Output the entries exactly as they appear. Pictures should not be included.

Region pointing data:

---------------

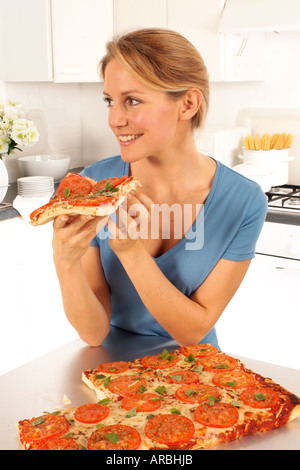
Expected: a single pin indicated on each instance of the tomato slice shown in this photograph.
(199, 350)
(235, 379)
(115, 181)
(142, 402)
(126, 385)
(59, 443)
(91, 413)
(218, 363)
(260, 397)
(183, 377)
(169, 429)
(159, 361)
(114, 437)
(35, 430)
(113, 367)
(72, 185)
(219, 415)
(196, 393)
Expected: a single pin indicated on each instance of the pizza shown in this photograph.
(196, 397)
(79, 194)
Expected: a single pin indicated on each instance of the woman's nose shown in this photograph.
(117, 116)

---------------

Answer box =
Expected: a single pin indicated on each instance of the tomato slice shown in this photograph.
(199, 350)
(235, 379)
(115, 181)
(142, 402)
(126, 385)
(59, 443)
(91, 413)
(218, 363)
(260, 397)
(183, 377)
(169, 429)
(159, 361)
(114, 437)
(35, 430)
(113, 367)
(72, 185)
(219, 415)
(196, 393)
Expected: a single pin indicated on each instance of the pizza shown in this photograph.
(196, 397)
(79, 194)
Expected: a single pin indicated on each instance of the woman's nose shown in this photograph.
(117, 116)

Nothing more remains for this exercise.